TEXT FOR ANALYSIS:
━━━━

How U.S. populism and nationalism affect U.S.-China trade relations
Abstract for graduate thesis
This paper addresses how populism and nationalism affect the US’s China policy and accounts for the relationship between changing corporate interests and a shifting model for US-China trade relations. The paper recognizes two contradictions: the first is Trump’s working class rhetoric yet corporate support and policy that benefits the elite; the second is how US corporate interests align with tariffs placed on Chinese goods. By highlighting how US corporate interests drive domestic and foreign policy, the paper builds a collective action framework to explain the use of nationalist narratives in framing populist campaigns to resolve contradiction one. This paper further looks at two trade shock case studies to resolve contradiction two: by testing the correlation between anti-Chinese rhetoric, its resulting protectionist policy, and US-China trade outcomes between 2016-2020.
While globalization has objectively exacerbated income inequality in the US and spurred domestic discontent, voters can either actively frame their socioeconomic issues and pursue policy change (bottom-up collective action) or passively depend on a politician to frame the issues and direct blame (top-down collective action). This model reflects how politicians obscure the corporate interests that still govern domestic affairs by using nationalist narratives and top-down collective action-led populism. However, there remains the question of whether US corporate interests truly drive US-China trade relations, as the Trump administration’s protectionism appears to go against the laissez-faire and liberal economics that corporations have preferred. As such, this paper explores whether the US-China trade war has substantively altered bilateral trade volumes and structures. Between 2016 and 2020, trade volume remained relatively unchanged from the pre-trade war era, though the pandemic lowered bilateral trade volume briefly. However, when we look at US imports from China as a proportion of total US imports, we see a significant drop in relative trade between the nations.
In light of this contradiction, this paper posits that the dominant corporate interests in the US have shifted since 2016—both in response to China’s non-Western, self-sufficient economic policy and due to the manufacturing businesses that are closer to Trump. Ultimately, US corporate interests may change over time, but they continue to drive the US’s China policy. While tariffs have affected the proportional dependence of the US on Chinese imports, the increasing trade volume suggests that despite rising US nationalism and populist campaigns, economic decoupling is not on the horizon.

━━━━

COMPLETE THE FOLLOWING:
[1] According to the thesis abstract, what is the second contradiction the paper recognizes?
[2] State whether each statement agrees with the thesis abstract, and quote the words of the abstract that decide each answer.
(a) Bilateral trade volume between the US and China fell sharply and stayed low between 2016 and 2020.
(b) The paper concludes that economic decoupling is not on the horizon.
(c) US imports from China as a proportion of total US imports dropped significantly.

━━━━

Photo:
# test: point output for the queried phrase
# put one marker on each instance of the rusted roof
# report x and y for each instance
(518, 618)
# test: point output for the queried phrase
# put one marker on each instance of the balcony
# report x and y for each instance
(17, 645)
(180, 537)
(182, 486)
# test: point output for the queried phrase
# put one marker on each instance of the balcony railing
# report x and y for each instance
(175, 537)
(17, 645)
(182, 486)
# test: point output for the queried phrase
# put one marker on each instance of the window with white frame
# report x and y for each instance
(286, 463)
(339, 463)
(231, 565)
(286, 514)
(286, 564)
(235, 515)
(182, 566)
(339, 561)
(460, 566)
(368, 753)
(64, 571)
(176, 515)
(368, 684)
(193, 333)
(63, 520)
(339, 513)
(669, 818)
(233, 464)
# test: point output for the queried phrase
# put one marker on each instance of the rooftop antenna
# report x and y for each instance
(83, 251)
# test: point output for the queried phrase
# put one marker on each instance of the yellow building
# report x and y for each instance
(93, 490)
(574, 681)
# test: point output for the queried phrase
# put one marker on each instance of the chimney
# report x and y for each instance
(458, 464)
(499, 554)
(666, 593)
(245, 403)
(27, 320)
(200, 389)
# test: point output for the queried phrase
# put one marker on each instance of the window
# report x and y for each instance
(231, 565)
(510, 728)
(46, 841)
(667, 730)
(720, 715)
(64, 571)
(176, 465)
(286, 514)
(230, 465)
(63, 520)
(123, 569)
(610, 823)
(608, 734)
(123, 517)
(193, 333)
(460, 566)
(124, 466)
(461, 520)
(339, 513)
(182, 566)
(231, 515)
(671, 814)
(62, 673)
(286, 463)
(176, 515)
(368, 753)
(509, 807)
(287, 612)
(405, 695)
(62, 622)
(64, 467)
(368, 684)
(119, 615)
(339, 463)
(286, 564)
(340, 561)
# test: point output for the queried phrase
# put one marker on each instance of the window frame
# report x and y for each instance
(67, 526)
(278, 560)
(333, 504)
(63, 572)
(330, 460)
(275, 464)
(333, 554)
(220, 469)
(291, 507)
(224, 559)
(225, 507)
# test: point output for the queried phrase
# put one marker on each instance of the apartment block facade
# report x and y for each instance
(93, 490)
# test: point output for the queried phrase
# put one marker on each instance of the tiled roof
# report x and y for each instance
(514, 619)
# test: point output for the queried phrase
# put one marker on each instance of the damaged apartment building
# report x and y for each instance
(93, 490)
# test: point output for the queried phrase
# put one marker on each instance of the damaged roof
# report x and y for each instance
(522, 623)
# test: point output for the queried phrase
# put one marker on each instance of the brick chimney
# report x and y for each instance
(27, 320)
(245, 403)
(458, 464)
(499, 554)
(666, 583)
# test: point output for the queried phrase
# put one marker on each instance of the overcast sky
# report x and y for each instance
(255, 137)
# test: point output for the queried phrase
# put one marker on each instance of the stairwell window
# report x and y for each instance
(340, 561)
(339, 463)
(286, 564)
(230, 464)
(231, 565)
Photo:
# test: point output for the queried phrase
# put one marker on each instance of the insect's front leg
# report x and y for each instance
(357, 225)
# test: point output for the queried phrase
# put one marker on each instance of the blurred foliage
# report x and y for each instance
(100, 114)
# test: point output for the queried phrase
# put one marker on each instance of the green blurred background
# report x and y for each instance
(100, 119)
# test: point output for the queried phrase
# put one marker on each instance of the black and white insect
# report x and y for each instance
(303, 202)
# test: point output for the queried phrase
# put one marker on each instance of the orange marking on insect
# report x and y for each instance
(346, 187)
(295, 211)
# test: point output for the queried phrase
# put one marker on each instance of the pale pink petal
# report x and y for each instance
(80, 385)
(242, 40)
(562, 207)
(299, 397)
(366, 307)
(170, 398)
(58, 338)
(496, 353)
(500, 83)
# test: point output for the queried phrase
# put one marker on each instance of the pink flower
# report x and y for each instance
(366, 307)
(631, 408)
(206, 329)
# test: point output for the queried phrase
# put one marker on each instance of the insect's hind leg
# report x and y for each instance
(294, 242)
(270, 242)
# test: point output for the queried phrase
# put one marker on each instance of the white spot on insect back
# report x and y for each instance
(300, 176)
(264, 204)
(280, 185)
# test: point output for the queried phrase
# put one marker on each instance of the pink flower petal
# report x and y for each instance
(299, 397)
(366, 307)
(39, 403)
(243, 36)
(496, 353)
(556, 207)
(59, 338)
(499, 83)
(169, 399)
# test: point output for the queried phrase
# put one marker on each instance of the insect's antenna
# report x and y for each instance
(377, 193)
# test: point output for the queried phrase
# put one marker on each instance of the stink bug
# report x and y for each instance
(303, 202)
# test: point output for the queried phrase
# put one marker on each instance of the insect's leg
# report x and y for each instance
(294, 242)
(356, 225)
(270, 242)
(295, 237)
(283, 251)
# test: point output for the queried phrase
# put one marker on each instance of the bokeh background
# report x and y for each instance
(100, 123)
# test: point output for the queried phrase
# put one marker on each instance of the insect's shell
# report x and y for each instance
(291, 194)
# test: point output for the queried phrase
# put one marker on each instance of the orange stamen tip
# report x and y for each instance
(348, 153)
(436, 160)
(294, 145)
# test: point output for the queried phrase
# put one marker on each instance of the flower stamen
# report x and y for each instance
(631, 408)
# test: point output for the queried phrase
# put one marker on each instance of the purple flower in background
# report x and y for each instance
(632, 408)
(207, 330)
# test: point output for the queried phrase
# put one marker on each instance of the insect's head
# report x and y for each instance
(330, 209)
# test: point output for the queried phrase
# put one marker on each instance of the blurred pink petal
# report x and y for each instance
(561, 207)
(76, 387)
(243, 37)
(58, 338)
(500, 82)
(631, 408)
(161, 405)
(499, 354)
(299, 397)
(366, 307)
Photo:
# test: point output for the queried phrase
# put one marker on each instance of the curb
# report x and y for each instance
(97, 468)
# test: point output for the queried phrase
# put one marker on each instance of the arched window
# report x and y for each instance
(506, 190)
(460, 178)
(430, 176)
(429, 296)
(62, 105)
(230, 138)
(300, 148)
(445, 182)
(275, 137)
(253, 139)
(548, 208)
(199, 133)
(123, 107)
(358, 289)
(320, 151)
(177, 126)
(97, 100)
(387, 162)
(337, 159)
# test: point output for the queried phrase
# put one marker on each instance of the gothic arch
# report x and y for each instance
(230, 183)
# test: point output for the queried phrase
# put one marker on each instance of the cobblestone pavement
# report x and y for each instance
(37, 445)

━━━━

RESPONSES:
[1] The second contradiction is how US corporate interests align with tariffs placed on Chinese goods.

[2]
(a) No: "Between 2016 and 2020, trade volume remained relatively unchanged from the pre-trade war era, though the pandemic lowered bilateral trade volume briefly."
(b) Yes: "despite rising US nationalism and populist campaigns, economic decoupling is not on the horizon."
(c) Yes: "when we look at US imports from China as a proportion of total US imports, we see a significant drop in relative trade between the nations."